Excerpts from a detection dataset:
----------
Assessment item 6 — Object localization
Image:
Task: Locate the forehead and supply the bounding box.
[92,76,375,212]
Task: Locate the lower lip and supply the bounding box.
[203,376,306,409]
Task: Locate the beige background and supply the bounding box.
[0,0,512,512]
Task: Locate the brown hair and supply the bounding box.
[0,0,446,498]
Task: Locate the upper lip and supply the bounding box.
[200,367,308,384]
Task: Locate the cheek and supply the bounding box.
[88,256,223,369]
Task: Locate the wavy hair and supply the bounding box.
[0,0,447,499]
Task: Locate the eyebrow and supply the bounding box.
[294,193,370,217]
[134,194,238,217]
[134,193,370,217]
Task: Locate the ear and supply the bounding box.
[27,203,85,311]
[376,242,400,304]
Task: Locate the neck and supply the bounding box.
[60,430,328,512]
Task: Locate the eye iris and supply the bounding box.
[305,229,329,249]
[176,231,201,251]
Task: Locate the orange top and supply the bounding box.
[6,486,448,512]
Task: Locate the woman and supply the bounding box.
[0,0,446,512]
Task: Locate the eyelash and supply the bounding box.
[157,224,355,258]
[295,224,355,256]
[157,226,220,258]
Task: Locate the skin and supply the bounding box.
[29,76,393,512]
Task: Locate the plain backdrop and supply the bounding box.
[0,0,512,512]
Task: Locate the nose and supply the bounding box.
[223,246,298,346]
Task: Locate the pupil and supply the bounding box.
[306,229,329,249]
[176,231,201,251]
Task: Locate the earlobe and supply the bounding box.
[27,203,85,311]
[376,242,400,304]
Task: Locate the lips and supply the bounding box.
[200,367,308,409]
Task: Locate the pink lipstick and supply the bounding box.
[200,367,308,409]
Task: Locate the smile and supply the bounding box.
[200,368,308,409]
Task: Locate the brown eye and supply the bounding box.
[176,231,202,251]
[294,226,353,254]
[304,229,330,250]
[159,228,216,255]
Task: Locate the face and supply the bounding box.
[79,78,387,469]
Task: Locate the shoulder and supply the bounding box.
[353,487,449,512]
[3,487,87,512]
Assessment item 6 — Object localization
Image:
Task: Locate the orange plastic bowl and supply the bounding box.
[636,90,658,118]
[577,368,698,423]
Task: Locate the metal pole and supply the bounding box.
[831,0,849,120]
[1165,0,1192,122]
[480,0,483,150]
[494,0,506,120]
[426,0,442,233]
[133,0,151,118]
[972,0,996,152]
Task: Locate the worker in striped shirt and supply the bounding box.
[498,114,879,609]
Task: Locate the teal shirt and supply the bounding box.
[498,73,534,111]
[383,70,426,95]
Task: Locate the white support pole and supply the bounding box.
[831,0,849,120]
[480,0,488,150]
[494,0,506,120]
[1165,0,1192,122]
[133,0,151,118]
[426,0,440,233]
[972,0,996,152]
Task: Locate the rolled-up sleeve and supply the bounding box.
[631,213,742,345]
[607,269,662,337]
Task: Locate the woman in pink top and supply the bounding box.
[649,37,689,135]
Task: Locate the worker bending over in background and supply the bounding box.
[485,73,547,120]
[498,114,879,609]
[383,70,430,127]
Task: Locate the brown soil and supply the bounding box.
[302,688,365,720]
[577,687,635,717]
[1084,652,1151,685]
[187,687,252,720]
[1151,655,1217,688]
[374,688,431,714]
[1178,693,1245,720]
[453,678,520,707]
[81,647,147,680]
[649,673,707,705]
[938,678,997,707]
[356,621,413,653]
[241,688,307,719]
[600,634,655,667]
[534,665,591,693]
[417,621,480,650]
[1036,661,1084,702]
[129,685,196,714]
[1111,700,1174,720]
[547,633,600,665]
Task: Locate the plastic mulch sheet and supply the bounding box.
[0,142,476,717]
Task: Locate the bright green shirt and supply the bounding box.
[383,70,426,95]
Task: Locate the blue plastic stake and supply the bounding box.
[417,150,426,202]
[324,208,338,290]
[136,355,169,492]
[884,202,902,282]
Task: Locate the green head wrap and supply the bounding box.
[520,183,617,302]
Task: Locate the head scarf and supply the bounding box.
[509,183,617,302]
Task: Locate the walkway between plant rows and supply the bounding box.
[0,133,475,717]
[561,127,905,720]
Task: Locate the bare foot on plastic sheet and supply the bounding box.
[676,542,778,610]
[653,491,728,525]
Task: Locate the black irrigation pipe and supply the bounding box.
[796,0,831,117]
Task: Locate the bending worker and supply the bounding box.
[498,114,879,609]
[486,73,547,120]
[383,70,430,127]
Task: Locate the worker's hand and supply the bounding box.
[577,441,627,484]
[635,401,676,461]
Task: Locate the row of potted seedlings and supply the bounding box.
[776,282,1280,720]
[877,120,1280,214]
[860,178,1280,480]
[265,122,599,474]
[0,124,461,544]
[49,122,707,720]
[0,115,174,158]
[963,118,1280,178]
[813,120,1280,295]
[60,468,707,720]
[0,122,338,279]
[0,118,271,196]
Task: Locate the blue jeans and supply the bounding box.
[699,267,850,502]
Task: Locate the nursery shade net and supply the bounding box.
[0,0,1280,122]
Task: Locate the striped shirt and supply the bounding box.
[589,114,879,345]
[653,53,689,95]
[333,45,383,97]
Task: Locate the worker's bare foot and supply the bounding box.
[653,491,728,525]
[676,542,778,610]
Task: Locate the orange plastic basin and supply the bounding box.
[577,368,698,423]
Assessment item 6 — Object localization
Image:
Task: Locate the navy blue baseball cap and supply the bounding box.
----------
Objective:
Copy out every line above verbatim, from start to finish.

Response to the exercise:
Assessment item 6 — Object localization
Image:
Task: Locate the forehead and supply the bounding box.
[92,76,375,212]
Task: Locate the lower lip and supply the bounding box.
[203,376,306,409]
Task: Locate the beige background and supply the bounding box.
[0,0,512,512]
Task: Locate the brown hair and supply the bounding box.
[0,0,446,498]
Task: Locate the upper lip and supply the bounding box.
[200,367,308,384]
Task: Locate the cheek and supply the bounding box.
[88,256,223,369]
Task: Locate the wavy hair and supply the bounding box.
[0,0,447,499]
Task: Locate the eyebrow and supply the bounding box.
[294,193,370,217]
[134,194,238,217]
[134,193,370,217]
Task: Locate the ear and supply the bounding box.
[27,203,85,311]
[376,242,400,304]
Task: Locate the neck and supply the bounding box.
[60,430,328,512]
Task: Locate the eye iris and supply the bounding box.
[305,229,329,249]
[176,231,201,251]
Task: Locate the orange top and supply the bounding box.
[6,486,448,512]
Task: Locate the woman and supply the bounding box.
[0,0,446,512]
Task: Locate the eyelash and supply the bounding box.
[157,224,355,258]
[295,224,355,256]
[157,226,220,258]
Task: Locate the skin and supply the bounding box.
[29,76,393,512]
Task: Locate the plain backdrop and supply the bounding box.
[0,0,512,512]
Task: Locate the nose and supply the bounding box.
[223,246,298,346]
Task: Locate the pupil and supply the bounding box.
[306,229,329,249]
[176,231,201,251]
Task: Locate the earlobe and supply the bounding box.
[27,203,85,311]
[376,242,400,304]
Task: Locate the lips and supply the bounding box.
[200,367,308,409]
Task: Locate the pink lipstick and supply the bounding box.
[200,367,308,409]
Task: Locate the smile and supply the bounding box.
[200,368,308,409]
Task: Locate the brown eye and supply the bounding box.
[176,231,202,251]
[294,226,353,254]
[304,229,330,250]
[159,228,216,255]
Task: Locate the face and supply the bounding box.
[79,78,387,469]
Task: Locate the shoulder and supply the bounding box.
[353,487,449,512]
[3,487,87,512]
Assessment item 6 — Object localization
Image:
Task: Locate the orange plastic bowl and supply the bounding box.
[636,90,658,118]
[577,368,698,423]
Task: Locate the metal pole and supply the bounding box.
[831,0,849,120]
[1165,0,1192,122]
[480,0,483,150]
[494,0,506,120]
[426,0,442,233]
[133,0,151,118]
[972,0,996,152]
Task: Locate the worker in striped shirt and supply the bounding box.
[498,114,879,609]
Task: Locate the teal shirt and supply the bounding box.
[498,73,534,111]
[383,70,426,95]
Task: Locate the white support pole and supply the bounding box.
[831,0,849,120]
[480,0,488,150]
[494,0,506,120]
[1165,0,1192,122]
[133,0,151,118]
[426,0,440,233]
[972,0,996,152]
Task: Locate the rolled-up sleeve and supply the bounding box.
[631,213,742,345]
[607,269,662,337]
Task: Locate the woman in pink top and supply the bounding box.
[649,37,689,135]
Task: Locate the worker bending over in background and supply the bounding box.
[485,73,547,120]
[498,114,879,609]
[383,70,430,127]
Task: Locate the brown soil and supply the bounding box.
[302,688,365,720]
[577,687,635,717]
[1084,652,1151,685]
[187,687,252,720]
[1151,655,1217,688]
[374,688,431,714]
[1178,693,1245,720]
[453,678,520,707]
[81,647,147,680]
[649,673,707,705]
[938,678,997,707]
[356,621,413,653]
[241,688,307,719]
[600,634,655,667]
[534,665,591,693]
[417,621,480,650]
[1036,661,1084,702]
[129,685,196,714]
[1111,700,1174,720]
[547,633,600,665]
Task: Locate the plastic mulch sheet and supply the bounding box.
[0,142,476,717]
Task: Locate the bright green shirt and supply the bounding box.
[383,70,426,95]
Task: Locate the blue plastic stake and supply the bounding box.
[417,150,426,202]
[324,208,338,290]
[136,355,169,492]
[884,202,902,282]
Task: Locate the green head wrap and supply the bounding box.
[520,183,617,302]
Task: Locate the head scarf and supply the bounding box.
[509,183,617,302]
Task: Locate the walkway between plant rows and supply the bounding box.
[0,133,475,717]
[561,127,905,720]
Task: Locate the bare foot on plastic sheet and supply the bounding box.
[676,542,778,610]
[653,491,728,525]
Task: Locate the black irrigation pipe and supply the bounding box.
[796,0,831,117]
Task: Locate the bending worker and supply the bounding box.
[498,114,879,609]
[486,73,547,120]
[383,70,430,127]
Task: Locate the worker's hand and supply the bounding box.
[577,441,627,484]
[635,401,676,461]
Task: Locate the row of potted seedlings and supply the bounding box.
[776,282,1280,720]
[877,120,1280,214]
[860,178,1280,480]
[265,122,599,474]
[0,124,461,544]
[49,122,707,720]
[0,115,174,158]
[963,118,1280,178]
[813,120,1280,295]
[60,468,707,720]
[0,122,338,279]
[0,118,271,196]
Task: Locate the blue jeans and supply the bounding box.
[699,267,850,502]
Task: Locate the nursery shade net and supply the bounding box.
[0,0,1280,122]
Task: Locate the striped shirt and supply the bounding box.
[589,114,879,345]
[653,53,689,95]
[333,45,383,97]
Task: Locate the worker's bare foot and supply the bounding box.
[653,491,728,525]
[676,542,778,610]
Task: Locate the orange plastic basin and supply the bounding box.
[577,368,698,423]
Assessment item 6 — Object localization
Image:
Task: Locate the navy blue baseball cap and supply the bounding box.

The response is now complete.